----- RECORD EXCERPTS -----

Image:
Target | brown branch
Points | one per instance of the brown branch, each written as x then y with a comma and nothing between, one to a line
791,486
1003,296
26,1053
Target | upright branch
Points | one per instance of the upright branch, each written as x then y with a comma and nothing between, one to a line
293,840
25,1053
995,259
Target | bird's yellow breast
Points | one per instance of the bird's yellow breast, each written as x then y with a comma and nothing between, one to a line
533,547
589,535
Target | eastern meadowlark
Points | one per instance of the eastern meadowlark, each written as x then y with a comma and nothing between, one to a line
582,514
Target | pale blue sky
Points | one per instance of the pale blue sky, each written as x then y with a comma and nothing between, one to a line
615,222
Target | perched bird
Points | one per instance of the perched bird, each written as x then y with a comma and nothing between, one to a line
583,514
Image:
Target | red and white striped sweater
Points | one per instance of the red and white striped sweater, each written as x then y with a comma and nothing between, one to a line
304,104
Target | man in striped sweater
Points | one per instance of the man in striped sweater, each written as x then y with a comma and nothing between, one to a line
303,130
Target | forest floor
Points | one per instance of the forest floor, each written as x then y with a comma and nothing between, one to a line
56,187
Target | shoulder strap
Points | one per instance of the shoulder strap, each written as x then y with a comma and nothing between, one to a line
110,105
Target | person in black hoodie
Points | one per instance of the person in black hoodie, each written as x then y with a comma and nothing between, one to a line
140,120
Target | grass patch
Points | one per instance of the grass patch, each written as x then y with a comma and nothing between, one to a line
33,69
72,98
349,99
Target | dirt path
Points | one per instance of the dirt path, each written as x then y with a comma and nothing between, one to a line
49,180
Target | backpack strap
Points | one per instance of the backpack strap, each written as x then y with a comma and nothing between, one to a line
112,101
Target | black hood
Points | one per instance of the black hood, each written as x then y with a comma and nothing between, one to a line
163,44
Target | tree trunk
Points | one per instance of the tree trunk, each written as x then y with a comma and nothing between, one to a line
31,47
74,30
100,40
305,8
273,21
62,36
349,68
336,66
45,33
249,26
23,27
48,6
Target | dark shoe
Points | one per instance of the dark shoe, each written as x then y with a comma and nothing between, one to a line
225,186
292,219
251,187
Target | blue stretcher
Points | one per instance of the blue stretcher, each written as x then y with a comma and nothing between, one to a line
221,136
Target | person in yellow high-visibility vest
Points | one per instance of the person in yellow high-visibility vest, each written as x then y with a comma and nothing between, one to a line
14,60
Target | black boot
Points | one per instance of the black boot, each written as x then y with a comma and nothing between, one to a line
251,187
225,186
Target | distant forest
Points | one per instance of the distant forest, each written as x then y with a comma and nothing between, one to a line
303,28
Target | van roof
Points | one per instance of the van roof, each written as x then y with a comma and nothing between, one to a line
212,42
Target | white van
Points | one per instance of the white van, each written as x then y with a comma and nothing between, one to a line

-----

WHAT THE EXERCISE ASKS: Output exactly the lines from the one containing "Target | black boot" through the last line of the entries, both ends included.

RESULT OF THE EXERCISE:
Target | black boot
Points | one per instance of the black boot, each written as x then y with a comma and nothing between, one to a line
251,187
225,186
Target | distant forest
Points | one per instance of the distant forest, each written as x then y with a comma and nothing between, one to a line
303,28
Target | van roof
Points | one per instance of the van roof, each written as x then y with a comma and nothing between, one to a line
212,42
Target | white van
Points | one per instance of the white van, each written as x then y with a comma and nothing between, one to a line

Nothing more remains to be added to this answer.